# [Yazılı talep 1]
Oscar ödülleri yazısına göre Al Pacino'nun "Kadın Kokusu" zaferi kimin hangi performansı pahasına gelmişti?
# [Yazılı talep 2]
Oscar ödülleri yazısını kaldığı yerden alıp devam ettir.

Yıllar geçtikçe aynı saygıyı görmeyen Oscar Ödül sahiplerini sizler için derledik!

Oscar Ödülleri sinemanın en iyilerini onurlandırmayı amaçlasa da bazı kazananlar zamanla tartışmalı hale geldi. Hak etmediği düşünülen filmler, klasikleşen yapımların önüne geçmiş veya günümüz değerleriyle çelişti. Bu hayal kırıklığı yaratan ödüller, yıllar sonra bile Hollywood tarihinde tartışılmaya devam ediyor. Her kazanan başarıyla gurur duysa da, bazı seçimler Akademi’nin kararlarını sorgulatacak kadar şaşırtıcı oldu.

İşte sizler için bir araya getirdiğimiz, pek de iyi yıllanmamış 

1. Kadın Kokusu

Al Pacino - En İyi Erkek Oyuncu

Al Pacino, "Baba" ve "Glengarry Glen Ross" gibi filmlerle övgü toplayan Hollywood’un en büyük oyuncularından biridir. Ancak gerçekten Oscar kazandığı tek seferde, ödülün yanlış kişiye gittiği oldukça açıktı; çünkü Pacino’nun "Kadın Kokusu" zaferi, Denzel Washington’ın "Malcolm X"teki muhteşem performansı pahasına gelmişti.

# [Veriler]
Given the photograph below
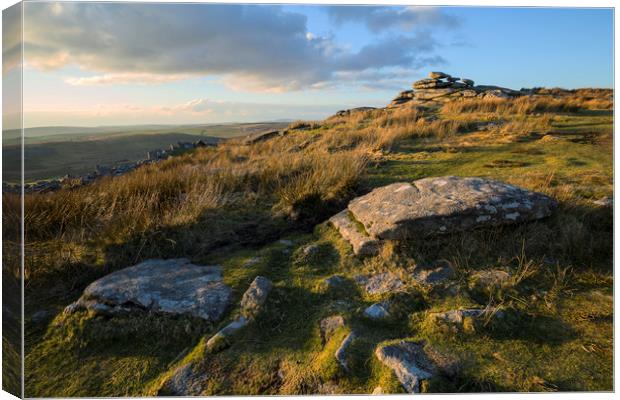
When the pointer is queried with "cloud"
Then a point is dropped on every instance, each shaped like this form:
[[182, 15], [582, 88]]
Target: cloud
[[251, 48], [379, 19], [125, 79]]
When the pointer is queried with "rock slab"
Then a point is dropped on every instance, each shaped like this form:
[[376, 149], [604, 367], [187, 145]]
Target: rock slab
[[363, 245], [433, 206], [413, 362], [173, 286]]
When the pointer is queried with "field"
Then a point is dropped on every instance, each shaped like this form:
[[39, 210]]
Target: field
[[54, 152], [235, 203]]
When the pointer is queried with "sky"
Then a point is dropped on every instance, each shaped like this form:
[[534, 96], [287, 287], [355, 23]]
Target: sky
[[90, 64]]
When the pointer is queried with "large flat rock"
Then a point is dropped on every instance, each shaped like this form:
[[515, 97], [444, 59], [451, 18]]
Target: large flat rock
[[169, 286], [448, 204], [413, 362]]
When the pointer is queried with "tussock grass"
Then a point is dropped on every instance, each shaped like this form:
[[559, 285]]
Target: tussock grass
[[222, 205]]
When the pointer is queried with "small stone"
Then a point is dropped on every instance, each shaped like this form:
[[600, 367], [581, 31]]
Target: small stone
[[438, 75], [363, 245], [310, 250], [221, 339], [604, 202], [334, 282], [329, 326], [40, 316], [251, 262], [434, 273], [183, 382], [377, 311], [385, 282], [255, 296], [340, 354], [489, 279]]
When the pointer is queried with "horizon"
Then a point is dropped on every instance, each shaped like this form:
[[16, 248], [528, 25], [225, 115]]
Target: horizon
[[219, 63]]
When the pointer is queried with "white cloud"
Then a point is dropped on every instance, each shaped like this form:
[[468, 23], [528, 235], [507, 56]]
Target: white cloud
[[252, 48], [125, 78]]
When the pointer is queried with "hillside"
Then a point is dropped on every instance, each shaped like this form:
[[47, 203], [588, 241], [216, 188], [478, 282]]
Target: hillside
[[331, 321], [57, 151]]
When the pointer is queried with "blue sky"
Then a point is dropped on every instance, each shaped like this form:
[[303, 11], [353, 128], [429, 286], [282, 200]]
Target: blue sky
[[107, 64]]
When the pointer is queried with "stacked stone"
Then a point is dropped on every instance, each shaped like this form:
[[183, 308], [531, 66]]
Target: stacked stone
[[442, 87]]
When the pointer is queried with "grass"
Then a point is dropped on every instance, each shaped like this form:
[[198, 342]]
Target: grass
[[231, 204]]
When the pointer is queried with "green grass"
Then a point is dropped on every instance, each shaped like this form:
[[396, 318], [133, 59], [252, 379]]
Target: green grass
[[557, 324]]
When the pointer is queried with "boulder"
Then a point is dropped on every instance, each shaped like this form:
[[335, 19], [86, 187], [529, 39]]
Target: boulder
[[183, 382], [169, 286], [329, 326], [438, 75], [380, 283], [255, 296], [433, 206], [457, 318], [433, 273], [413, 362], [377, 311], [363, 245]]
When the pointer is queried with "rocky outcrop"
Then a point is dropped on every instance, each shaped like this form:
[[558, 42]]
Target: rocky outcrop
[[433, 273], [251, 303], [256, 295], [378, 284], [413, 362], [377, 311], [441, 87], [433, 206], [354, 233], [173, 286], [328, 326]]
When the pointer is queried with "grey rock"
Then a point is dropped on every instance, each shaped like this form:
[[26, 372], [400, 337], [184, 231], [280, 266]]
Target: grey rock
[[255, 296], [377, 311], [334, 282], [341, 352], [221, 338], [604, 202], [310, 250], [489, 279], [438, 75], [251, 262], [433, 206], [363, 245], [457, 317], [380, 283], [329, 326], [184, 382], [413, 362], [40, 316], [433, 273], [378, 391], [169, 286]]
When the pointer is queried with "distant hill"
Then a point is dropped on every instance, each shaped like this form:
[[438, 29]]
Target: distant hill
[[52, 152], [74, 133]]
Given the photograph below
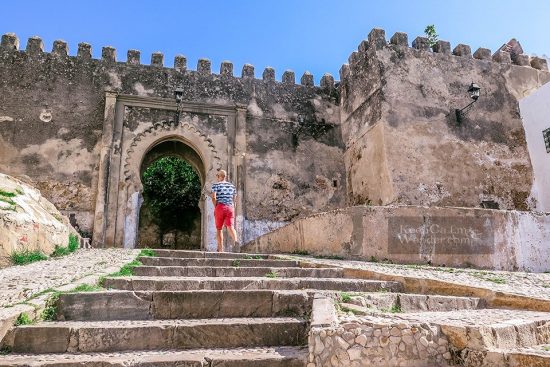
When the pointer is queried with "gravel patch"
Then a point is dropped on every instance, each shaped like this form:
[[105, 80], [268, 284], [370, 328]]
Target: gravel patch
[[18, 283]]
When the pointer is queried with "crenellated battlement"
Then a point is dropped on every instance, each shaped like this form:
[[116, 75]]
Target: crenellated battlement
[[377, 40], [35, 47]]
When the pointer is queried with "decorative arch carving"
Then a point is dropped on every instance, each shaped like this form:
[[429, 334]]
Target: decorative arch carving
[[165, 131]]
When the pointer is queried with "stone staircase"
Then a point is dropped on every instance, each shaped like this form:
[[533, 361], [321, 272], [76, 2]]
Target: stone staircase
[[186, 308]]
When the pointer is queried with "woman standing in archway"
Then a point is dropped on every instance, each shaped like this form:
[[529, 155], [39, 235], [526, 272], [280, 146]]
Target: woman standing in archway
[[223, 198]]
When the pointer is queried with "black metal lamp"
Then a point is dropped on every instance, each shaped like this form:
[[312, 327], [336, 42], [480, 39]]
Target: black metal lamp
[[474, 92], [178, 95]]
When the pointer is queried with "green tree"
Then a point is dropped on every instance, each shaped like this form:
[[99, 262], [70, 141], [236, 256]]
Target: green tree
[[172, 190], [431, 34]]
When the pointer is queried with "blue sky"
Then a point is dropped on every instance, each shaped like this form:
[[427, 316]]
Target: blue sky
[[314, 35]]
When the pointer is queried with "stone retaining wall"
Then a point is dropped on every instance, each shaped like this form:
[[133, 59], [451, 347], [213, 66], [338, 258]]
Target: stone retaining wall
[[28, 221], [459, 237]]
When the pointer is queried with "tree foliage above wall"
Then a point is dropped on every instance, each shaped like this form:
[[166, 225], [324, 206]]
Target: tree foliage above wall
[[172, 190]]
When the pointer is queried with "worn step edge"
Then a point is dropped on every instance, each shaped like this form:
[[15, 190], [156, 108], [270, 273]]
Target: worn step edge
[[237, 272], [112, 336], [137, 283], [175, 261], [208, 255], [249, 357], [129, 305]]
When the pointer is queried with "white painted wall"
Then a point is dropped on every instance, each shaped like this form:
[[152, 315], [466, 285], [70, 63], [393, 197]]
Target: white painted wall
[[535, 112]]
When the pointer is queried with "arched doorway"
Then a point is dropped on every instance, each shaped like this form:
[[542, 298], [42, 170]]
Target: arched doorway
[[150, 145], [172, 175]]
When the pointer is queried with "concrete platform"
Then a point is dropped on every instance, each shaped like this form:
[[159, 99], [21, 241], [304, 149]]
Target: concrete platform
[[176, 261], [112, 336], [249, 357], [248, 271], [208, 255], [127, 305], [136, 283]]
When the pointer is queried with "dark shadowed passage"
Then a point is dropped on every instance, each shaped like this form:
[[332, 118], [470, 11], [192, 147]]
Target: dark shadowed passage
[[170, 216]]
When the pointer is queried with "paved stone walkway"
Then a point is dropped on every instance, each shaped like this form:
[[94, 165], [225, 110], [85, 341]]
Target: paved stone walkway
[[535, 285], [18, 283]]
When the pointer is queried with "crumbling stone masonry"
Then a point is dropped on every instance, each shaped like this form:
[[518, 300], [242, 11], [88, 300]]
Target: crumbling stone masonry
[[83, 130]]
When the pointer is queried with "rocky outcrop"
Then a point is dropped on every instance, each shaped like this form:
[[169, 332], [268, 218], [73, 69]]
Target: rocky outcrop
[[28, 221]]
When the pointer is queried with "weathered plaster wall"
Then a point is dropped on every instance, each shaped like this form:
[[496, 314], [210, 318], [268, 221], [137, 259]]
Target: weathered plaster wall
[[398, 121], [58, 129], [535, 112], [493, 239], [30, 223]]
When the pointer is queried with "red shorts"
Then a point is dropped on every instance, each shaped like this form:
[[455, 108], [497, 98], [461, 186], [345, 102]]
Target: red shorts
[[223, 215]]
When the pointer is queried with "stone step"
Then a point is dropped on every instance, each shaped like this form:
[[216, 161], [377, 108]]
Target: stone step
[[241, 357], [113, 336], [176, 261], [208, 255], [137, 283], [482, 329], [126, 305], [248, 271]]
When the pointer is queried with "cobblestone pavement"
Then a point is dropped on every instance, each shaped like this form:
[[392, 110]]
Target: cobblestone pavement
[[18, 283], [535, 285]]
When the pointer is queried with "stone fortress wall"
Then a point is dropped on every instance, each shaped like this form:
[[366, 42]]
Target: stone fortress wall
[[404, 144], [287, 151], [78, 128]]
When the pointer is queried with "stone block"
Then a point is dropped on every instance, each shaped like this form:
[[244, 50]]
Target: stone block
[[35, 46], [123, 336], [207, 304], [291, 303], [327, 81], [133, 57], [84, 51], [447, 303], [442, 47], [10, 41], [204, 67], [539, 63], [377, 38], [400, 39], [51, 339], [462, 50], [502, 57], [108, 54], [482, 54], [157, 59], [323, 313], [413, 302], [521, 60], [307, 79], [289, 77], [226, 68], [421, 43], [180, 63], [60, 48], [92, 306], [248, 71], [269, 74]]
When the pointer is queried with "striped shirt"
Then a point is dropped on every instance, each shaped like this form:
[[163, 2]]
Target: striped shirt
[[224, 192]]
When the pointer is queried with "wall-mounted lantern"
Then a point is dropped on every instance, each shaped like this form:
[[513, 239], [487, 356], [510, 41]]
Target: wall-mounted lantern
[[546, 136], [473, 91], [178, 95]]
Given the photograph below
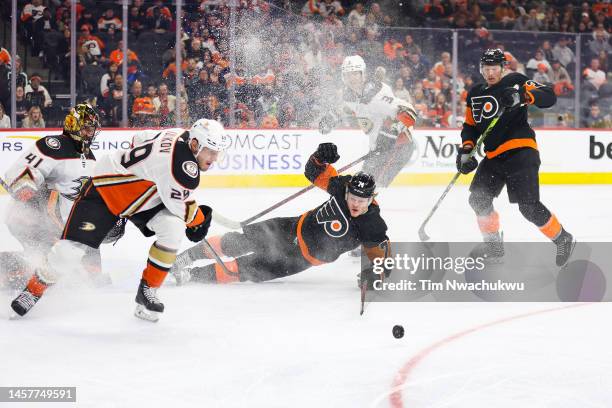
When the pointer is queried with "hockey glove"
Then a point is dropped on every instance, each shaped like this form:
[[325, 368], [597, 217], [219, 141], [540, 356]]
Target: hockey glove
[[465, 163], [511, 97], [327, 153], [327, 123], [198, 232]]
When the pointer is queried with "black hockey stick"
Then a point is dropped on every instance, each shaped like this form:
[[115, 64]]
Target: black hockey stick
[[226, 222], [422, 234], [218, 259], [364, 290]]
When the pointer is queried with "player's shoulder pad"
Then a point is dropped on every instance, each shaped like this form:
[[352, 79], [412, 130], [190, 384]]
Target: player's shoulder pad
[[514, 78], [476, 89], [185, 169], [58, 147]]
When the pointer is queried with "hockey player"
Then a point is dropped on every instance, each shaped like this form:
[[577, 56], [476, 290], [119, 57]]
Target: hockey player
[[387, 120], [151, 185], [44, 182], [280, 247], [512, 158]]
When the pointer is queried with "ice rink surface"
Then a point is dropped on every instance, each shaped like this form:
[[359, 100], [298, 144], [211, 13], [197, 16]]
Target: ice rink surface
[[300, 342]]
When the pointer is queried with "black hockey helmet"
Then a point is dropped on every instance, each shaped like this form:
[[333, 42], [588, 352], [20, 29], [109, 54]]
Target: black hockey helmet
[[362, 185], [493, 56]]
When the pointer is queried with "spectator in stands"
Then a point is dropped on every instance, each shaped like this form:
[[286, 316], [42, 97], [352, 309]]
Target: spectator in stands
[[551, 20], [434, 10], [527, 22], [116, 56], [562, 82], [460, 17], [158, 17], [392, 48], [87, 19], [112, 103], [595, 119], [356, 18], [22, 77], [41, 26], [288, 117], [267, 104], [541, 74], [142, 108], [136, 21], [5, 121], [409, 46], [532, 64], [30, 14], [165, 105], [439, 112], [22, 104], [152, 91], [108, 78], [563, 53], [419, 70], [600, 42], [195, 50], [594, 76], [326, 8], [400, 90], [34, 119], [547, 50], [585, 25], [86, 37], [505, 15], [108, 20], [36, 94], [439, 67]]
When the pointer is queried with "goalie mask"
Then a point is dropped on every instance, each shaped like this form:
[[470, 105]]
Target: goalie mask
[[82, 124], [492, 56]]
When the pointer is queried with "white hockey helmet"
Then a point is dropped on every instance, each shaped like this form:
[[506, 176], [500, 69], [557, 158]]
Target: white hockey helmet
[[209, 133], [353, 63]]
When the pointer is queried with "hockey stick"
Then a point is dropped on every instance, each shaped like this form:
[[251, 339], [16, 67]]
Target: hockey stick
[[215, 255], [5, 186], [364, 289], [226, 222], [422, 234]]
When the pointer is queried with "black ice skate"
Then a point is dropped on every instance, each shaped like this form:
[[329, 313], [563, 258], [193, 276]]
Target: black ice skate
[[148, 305], [24, 302], [565, 243], [492, 249], [179, 271]]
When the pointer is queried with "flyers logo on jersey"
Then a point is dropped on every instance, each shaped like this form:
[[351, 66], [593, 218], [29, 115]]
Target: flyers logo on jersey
[[484, 107], [331, 216]]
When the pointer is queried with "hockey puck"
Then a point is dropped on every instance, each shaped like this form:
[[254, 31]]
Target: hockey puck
[[398, 331]]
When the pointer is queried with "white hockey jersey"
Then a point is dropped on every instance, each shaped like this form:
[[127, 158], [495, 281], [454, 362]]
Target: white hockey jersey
[[377, 110], [160, 169], [53, 163]]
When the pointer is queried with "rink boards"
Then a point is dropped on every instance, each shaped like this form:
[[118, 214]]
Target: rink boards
[[276, 157]]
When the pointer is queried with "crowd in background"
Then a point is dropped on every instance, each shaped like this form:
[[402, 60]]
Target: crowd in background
[[288, 54]]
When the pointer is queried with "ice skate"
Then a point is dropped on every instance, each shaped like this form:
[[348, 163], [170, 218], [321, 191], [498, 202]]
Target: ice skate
[[24, 302], [148, 305], [565, 243]]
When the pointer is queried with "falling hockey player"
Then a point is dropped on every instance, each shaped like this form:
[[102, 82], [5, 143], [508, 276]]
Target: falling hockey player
[[151, 185], [44, 182], [387, 120], [281, 247], [511, 154]]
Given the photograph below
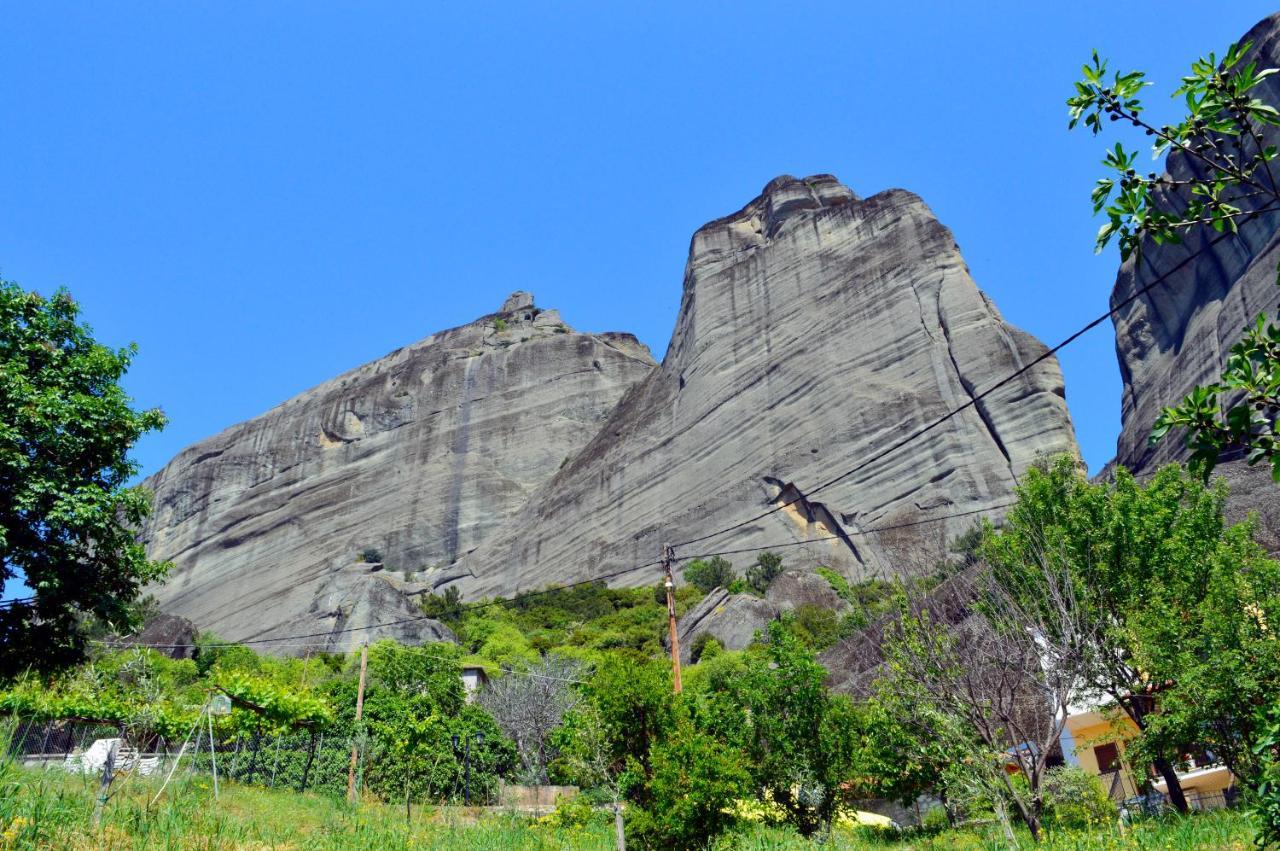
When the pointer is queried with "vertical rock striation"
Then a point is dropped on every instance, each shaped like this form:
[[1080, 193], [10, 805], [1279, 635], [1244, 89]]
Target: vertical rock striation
[[420, 454], [1176, 335], [816, 328]]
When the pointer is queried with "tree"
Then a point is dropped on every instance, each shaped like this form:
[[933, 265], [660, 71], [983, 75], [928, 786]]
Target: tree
[[798, 737], [446, 607], [529, 705], [709, 575], [585, 759], [1170, 596], [764, 571], [1229, 178], [414, 705], [67, 513]]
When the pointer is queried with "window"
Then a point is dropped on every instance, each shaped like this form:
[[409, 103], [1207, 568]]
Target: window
[[1107, 756]]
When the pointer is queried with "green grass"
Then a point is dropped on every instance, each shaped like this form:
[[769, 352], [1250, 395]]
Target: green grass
[[42, 809]]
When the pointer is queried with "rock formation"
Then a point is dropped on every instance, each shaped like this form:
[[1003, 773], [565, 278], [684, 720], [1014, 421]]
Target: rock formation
[[816, 328], [735, 618], [1176, 335], [419, 456]]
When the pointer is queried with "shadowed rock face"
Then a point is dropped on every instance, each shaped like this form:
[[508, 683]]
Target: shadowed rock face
[[816, 328], [1176, 335], [420, 454], [735, 618]]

# [Yanıt 1]
Denzel Washington'ın "Malcolm X"teki performansı pahasına.

# [Yanıt 2]
Pacino’nun canlandırdığı kör, huysuz ve emekli albay Frank Slade rolü gösterişli ve eğlenceliydi, ancak Washington’ın kariyerinin en iyi performansına sahip "Malcolm X"teki ağırlıktan yoksundu. Zaman, bu Oscar zaferine iyi davranmadı ve açıkça görülüyor ki Washington, sırası gelen bir anlatıyı tatmin etmek uğruna göz ardı edildi.

Kadın Kokusu Konusu

Özel bir kolejde okuyan Charlie, paraya ihtiyacı olduğundan kör bir adama, bakıcılık yapmaya razı olur ama iş, umduğu kadar basit olmayacaktır. Çünkü Emekli Albay Frank Slade' in haftasonu için çok özel bir planı vardır. Bu plana New York'a yolculuk, kadınlar, iyi bir yemek, birinci sınıf şarap, tango, limuzin ve ne yazık ki, bir de 45' lik dahildir. İşin kötüsü, bunları yaparken Charlie' yi yanından ayırmaya da hiç niyeti yoktur. Charlie, bir yandan okulda tanıklık etmek zorunda olduğu bir soruşturmayla uğraşmak, diğer yandan Albay'ın her zaman yanında olup dediklerini yapmak zorundadır. Al Pacino bu rolüyle kariyerinin ilk ve tek Oscar ödülünü kazanmıştı.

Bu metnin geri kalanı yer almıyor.